(Data items)
★ ★ ★ ★ ★ ★ ★

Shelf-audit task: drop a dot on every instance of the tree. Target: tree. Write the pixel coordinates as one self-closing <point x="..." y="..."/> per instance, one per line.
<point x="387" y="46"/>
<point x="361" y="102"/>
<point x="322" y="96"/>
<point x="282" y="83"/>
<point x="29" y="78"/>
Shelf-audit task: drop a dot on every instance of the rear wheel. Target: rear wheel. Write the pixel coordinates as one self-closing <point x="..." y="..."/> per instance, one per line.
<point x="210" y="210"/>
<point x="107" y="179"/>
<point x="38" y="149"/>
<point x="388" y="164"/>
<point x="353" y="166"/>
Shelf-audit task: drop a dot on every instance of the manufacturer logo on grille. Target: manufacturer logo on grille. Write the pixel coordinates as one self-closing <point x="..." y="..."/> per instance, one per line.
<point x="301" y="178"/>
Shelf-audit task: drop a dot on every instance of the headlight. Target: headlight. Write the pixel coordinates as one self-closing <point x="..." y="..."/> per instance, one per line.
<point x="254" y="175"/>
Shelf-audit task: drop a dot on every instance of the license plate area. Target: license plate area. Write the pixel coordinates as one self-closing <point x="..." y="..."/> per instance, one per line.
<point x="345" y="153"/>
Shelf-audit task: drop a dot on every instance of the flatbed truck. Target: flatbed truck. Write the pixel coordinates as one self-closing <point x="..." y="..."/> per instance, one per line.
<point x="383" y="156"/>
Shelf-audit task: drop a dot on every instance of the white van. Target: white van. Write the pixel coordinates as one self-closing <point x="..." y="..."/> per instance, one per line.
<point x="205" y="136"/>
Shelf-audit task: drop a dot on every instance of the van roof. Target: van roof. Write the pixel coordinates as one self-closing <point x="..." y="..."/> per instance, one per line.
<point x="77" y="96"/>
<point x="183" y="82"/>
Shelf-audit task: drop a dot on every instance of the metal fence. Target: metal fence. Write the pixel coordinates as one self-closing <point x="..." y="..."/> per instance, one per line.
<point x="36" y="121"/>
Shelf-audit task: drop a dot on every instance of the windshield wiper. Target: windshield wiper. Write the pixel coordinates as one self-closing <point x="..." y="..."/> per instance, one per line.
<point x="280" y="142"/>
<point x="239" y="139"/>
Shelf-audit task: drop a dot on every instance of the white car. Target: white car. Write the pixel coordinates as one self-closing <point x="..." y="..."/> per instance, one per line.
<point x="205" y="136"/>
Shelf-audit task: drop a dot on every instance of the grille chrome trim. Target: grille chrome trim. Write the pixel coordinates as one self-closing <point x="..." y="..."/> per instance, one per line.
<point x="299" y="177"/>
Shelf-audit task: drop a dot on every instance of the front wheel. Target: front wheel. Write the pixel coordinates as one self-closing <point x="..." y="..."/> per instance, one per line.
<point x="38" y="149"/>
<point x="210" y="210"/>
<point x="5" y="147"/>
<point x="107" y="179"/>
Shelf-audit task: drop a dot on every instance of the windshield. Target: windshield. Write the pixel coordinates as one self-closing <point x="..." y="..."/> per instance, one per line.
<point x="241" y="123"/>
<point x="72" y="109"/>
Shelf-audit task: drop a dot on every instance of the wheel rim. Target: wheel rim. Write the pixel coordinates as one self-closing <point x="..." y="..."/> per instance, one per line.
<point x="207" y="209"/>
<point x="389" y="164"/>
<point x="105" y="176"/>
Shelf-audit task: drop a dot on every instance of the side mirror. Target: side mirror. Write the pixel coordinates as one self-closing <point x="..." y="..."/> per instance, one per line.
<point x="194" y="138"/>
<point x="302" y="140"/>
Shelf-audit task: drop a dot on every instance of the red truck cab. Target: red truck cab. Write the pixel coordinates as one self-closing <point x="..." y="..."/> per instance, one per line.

★ ★ ★ ★ ★ ★ ★

Render every one of the records above as a numbered list, leaving out any blank lines.

**Answer for this exercise**.
1. Shelf-audit task: drop a dot on every instance of the tree. Target: tree. Write the pixel coordinates as one self-closing <point x="..." y="..."/> per instance, one per line.
2. <point x="387" y="46"/>
3. <point x="361" y="102"/>
4. <point x="322" y="96"/>
5. <point x="282" y="83"/>
6. <point x="29" y="78"/>
7. Shelf-audit task: drop a dot on every instance of the rear wheel. Target: rear wheel. Write the pixel coordinates as one self-closing <point x="..." y="..."/> per instance, one per line.
8. <point x="210" y="210"/>
9. <point x="107" y="179"/>
10. <point x="38" y="149"/>
11. <point x="388" y="164"/>
12. <point x="353" y="166"/>
13. Shelf-audit task: drop a dot on every instance of the manufacturer logo on grille. Target: manufacturer logo on grille. Write the pixel coordinates as one self-closing <point x="..." y="..."/> per instance, one per line.
14. <point x="301" y="178"/>
15. Shelf-audit task: drop a dot on every instance of the headlight. Target: headlight. Write the pixel coordinates as one self-closing <point x="..." y="..."/> per instance, one per line.
16. <point x="254" y="175"/>
17. Shelf-audit task: drop a dot on every instance of the license plate area. Target: license plate area. Write the pixel coordinates as one self-closing <point x="..." y="..."/> per instance, one per line.
18. <point x="345" y="153"/>
19. Shelf-audit task: drop a dot on every instance of the flatbed truck. Target: flatbed truck. Write the pixel coordinates as one self-closing <point x="..." y="..."/> per instance, one per line.
20. <point x="383" y="156"/>
21. Shelf-audit task: drop a dot on every instance of the white van. Target: white van. Write the pixel coordinates as one self-closing <point x="..." y="..."/> per instance, one per line.
22. <point x="205" y="136"/>
23. Shelf-audit task: drop a dot on every instance of the van roof. Target: van roof. Write the pixel coordinates as one self-closing <point x="..." y="..."/> per instance, one per line.
24. <point x="77" y="96"/>
25. <point x="183" y="82"/>
26. Shelf-audit task: drop a dot on every instance of the metal fence. Target: metal fence. Write the pixel coordinates as one self-closing <point x="..." y="..."/> per instance, one per line.
27. <point x="36" y="121"/>
28. Shelf-audit task: drop a dot on every instance of the windshield wiper. Target: windshield wiper. Write the pixel coordinates as one self-closing <point x="..." y="..."/> per instance, one per line.
29. <point x="280" y="142"/>
30. <point x="239" y="139"/>
31. Shelf-audit task: drop a dot on every instance of the white car. Target: white car. Write the pixel coordinates as one self-closing <point x="..." y="..."/> per instance, one per line.
32. <point x="205" y="136"/>
33. Shelf-audit task: drop a dot on every instance of the grille chrome trim. Target: grille chrome trim. Write the pixel coordinates as one self-closing <point x="..." y="..."/> per instance, one per line.
34. <point x="299" y="177"/>
35. Shelf-audit task: drop a dot on every instance of the front wheel. Target: front wheel. Write the pixel coordinates as one self-closing <point x="..." y="..."/> per instance, one per line.
36. <point x="38" y="149"/>
37. <point x="210" y="210"/>
38. <point x="5" y="147"/>
39. <point x="107" y="179"/>
40. Shelf-audit task: drop a dot on every instance of the windshield. Target: windshield. Write the pixel coordinates as one self-closing <point x="..." y="..."/> per instance, one per line.
41. <point x="241" y="123"/>
42. <point x="72" y="109"/>
43. Shelf-audit task: drop a dot on every instance of the wheel rim. Target: wheel rim. Write the pixel coordinates as one self-closing <point x="..." y="..."/> per instance, one per line.
44. <point x="207" y="209"/>
45. <point x="389" y="164"/>
46. <point x="105" y="176"/>
47. Shelf-audit task: drop a dot on every instance of the side mirror. Target: side mirror. Write the pixel coordinates as one self-closing <point x="..." y="..."/> per instance, one per line.
48. <point x="194" y="138"/>
49. <point x="302" y="140"/>
50. Shelf-audit task: drop a dot on every instance of the red truck cab. Target: red truck cab. Write the pixel coordinates as one self-closing <point x="..." y="..."/> per instance, one per line.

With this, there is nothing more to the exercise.